[start of DATASET ENTRIES]

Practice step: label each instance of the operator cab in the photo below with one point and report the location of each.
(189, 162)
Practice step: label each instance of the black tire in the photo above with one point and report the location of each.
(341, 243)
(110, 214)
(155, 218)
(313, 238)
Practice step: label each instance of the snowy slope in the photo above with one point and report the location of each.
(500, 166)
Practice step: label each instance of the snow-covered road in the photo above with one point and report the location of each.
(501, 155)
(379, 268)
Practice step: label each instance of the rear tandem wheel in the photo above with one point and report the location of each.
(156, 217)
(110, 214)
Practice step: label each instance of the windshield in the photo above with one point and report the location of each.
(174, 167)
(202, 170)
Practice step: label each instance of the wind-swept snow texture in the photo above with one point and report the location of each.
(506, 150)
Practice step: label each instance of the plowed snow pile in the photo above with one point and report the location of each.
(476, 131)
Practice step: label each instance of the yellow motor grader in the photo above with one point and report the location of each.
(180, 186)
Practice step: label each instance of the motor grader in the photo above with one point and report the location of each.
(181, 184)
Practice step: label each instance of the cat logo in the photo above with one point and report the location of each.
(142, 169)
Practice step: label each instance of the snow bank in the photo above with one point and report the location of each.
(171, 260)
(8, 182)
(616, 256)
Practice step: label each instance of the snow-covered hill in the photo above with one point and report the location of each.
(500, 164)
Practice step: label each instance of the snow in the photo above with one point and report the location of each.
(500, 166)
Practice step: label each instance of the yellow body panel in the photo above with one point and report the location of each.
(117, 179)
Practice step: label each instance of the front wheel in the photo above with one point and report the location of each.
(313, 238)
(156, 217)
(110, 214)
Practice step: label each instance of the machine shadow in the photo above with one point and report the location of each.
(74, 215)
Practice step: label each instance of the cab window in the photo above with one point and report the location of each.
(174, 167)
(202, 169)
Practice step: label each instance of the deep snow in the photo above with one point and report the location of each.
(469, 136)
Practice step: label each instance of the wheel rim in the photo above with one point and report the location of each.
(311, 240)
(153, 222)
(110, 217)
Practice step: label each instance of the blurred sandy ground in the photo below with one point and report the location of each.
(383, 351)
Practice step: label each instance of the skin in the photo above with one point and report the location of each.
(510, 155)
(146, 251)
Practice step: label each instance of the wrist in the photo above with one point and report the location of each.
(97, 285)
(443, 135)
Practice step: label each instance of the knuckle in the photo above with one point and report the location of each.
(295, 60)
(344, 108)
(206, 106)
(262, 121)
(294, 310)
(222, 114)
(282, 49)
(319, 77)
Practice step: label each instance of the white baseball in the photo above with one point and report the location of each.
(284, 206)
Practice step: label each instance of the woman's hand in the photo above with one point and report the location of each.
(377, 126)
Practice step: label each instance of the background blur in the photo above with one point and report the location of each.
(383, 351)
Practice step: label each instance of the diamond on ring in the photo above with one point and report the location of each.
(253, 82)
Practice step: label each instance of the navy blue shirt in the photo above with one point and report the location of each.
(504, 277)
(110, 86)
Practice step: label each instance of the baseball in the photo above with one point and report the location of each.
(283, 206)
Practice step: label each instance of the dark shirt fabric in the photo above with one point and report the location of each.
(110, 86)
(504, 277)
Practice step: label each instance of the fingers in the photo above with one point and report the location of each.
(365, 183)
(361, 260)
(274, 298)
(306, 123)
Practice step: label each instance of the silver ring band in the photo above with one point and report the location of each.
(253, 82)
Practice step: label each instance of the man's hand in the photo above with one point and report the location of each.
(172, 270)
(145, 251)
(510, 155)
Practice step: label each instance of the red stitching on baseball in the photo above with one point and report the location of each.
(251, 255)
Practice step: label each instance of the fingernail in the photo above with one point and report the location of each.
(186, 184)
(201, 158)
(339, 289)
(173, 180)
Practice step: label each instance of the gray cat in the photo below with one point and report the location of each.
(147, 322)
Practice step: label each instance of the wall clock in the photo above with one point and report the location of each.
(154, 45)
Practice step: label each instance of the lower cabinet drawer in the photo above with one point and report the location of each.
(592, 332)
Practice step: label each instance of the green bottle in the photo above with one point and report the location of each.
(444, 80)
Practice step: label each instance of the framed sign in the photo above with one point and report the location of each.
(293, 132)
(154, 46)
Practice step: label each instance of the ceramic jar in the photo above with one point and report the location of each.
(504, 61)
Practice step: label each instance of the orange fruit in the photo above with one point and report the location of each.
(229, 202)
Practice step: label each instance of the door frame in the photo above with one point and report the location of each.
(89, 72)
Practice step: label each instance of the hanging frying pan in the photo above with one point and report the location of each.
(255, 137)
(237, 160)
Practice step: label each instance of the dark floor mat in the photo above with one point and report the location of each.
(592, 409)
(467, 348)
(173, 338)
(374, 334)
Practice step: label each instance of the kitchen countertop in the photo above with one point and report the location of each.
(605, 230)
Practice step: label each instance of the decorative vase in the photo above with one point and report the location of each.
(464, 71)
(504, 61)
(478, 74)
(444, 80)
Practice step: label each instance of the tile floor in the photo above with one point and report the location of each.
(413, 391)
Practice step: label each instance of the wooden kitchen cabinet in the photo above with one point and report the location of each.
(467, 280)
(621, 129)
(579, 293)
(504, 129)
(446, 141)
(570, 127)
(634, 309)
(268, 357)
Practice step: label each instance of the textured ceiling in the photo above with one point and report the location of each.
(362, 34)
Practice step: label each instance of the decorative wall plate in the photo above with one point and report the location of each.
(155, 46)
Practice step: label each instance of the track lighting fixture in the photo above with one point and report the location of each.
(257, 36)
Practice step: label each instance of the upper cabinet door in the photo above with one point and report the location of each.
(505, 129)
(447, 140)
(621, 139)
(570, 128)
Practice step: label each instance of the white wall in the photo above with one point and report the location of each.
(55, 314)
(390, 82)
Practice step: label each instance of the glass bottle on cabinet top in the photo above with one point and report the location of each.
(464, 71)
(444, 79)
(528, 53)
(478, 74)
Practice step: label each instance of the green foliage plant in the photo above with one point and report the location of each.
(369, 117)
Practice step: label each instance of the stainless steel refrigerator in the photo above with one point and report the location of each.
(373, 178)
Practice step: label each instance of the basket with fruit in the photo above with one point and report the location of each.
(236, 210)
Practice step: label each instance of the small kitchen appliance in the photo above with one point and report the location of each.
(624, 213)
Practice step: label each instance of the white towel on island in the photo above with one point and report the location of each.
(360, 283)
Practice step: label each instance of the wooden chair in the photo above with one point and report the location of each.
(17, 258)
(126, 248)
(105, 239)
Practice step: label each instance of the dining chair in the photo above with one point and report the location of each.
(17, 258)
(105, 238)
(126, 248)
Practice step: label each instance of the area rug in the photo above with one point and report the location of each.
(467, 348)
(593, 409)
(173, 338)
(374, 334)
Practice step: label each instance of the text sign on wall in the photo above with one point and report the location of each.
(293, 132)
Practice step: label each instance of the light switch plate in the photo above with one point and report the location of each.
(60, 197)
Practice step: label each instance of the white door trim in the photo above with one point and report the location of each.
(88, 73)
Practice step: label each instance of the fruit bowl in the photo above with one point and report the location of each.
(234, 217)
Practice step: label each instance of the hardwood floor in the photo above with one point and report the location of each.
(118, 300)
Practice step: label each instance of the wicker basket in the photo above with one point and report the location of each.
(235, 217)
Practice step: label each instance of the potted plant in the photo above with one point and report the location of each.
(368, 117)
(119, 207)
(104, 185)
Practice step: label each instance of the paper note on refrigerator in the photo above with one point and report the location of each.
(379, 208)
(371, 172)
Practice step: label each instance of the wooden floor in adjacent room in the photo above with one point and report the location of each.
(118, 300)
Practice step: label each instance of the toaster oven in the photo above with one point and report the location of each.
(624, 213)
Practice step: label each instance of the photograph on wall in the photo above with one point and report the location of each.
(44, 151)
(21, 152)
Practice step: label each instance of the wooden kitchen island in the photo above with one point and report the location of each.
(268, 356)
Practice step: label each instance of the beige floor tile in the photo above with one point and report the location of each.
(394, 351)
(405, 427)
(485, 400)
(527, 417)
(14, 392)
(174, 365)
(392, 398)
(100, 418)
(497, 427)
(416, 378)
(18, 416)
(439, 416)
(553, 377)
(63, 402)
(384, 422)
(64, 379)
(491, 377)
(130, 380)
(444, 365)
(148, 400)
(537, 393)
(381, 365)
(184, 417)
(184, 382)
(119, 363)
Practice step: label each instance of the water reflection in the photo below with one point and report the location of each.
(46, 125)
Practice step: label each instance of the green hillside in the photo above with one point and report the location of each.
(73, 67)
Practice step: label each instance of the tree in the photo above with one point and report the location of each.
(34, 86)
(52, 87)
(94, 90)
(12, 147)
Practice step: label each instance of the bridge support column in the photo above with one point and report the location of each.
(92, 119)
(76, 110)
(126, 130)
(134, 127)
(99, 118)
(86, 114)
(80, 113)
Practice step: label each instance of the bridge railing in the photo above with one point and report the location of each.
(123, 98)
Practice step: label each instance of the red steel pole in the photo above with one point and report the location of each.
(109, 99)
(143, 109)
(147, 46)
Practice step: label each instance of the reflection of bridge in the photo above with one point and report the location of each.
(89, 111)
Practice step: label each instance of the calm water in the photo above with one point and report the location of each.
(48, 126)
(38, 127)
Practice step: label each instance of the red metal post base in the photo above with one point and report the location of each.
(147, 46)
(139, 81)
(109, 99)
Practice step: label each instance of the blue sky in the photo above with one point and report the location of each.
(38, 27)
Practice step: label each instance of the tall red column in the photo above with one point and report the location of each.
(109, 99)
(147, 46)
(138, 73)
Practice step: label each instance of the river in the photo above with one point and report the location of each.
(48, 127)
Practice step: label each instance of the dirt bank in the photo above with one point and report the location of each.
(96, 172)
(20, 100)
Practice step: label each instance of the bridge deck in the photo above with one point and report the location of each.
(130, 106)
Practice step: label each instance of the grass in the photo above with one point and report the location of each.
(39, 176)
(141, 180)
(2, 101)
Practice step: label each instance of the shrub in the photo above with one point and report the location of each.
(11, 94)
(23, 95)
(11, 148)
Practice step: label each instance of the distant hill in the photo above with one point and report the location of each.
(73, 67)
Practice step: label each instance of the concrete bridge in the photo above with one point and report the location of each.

[end of DATASET ENTRIES]

◆ **YOUR TASK**:
Set down, unchanged, the line that contains "Practice step: label each instance of the bridge railing" together with every later line in the records, through the last one.

◆ **ANSWER TO THIS PROBLEM**:
Practice step: label each instance of the bridge railing in the photo above with one point and report the location of each.
(123, 98)
Practice step: label each instance of the red steel pole in the photo above with one point and report the location of each.
(109, 99)
(143, 109)
(147, 46)
Practice step: label each instance of the reflection of bridge in the photo above with one point and report the location of each.
(89, 111)
Practice step: label each instance of the calm water in the photo above with one point and report the location of each.
(48, 126)
(38, 127)
Practice step: label each instance of the red metal post base in the photo above with one point and report the location of each.
(147, 46)
(139, 81)
(109, 99)
Practice step: label each instance of the blue sky in the photo above with one point and report the location of each.
(38, 27)
Practice step: label each instance of the tall red column in the photo above with one point and report the location of each.
(109, 99)
(147, 46)
(138, 73)
Practice step: label each instance of the river in the photo above with one point and report the location of each.
(48, 127)
Practice step: label each instance of the dirt bank in the photo above with one point and report the location of each.
(96, 172)
(20, 100)
Practice step: label each instance of the bridge deck in the photo above with one point and report the location of each.
(130, 106)
Practice step: label each instance of the grass in the photo above with one point and report the location of each.
(39, 176)
(141, 180)
(2, 101)
Practice step: label each instance of the shrub in the photo above with one point and report the location of each.
(11, 94)
(23, 95)
(11, 148)
Practice step: label each instance of the distant hill in the photo above with one point and report the location of each.
(73, 67)
Practice step: label each instance of the concrete bridge in the photo above with one point and report the location of each.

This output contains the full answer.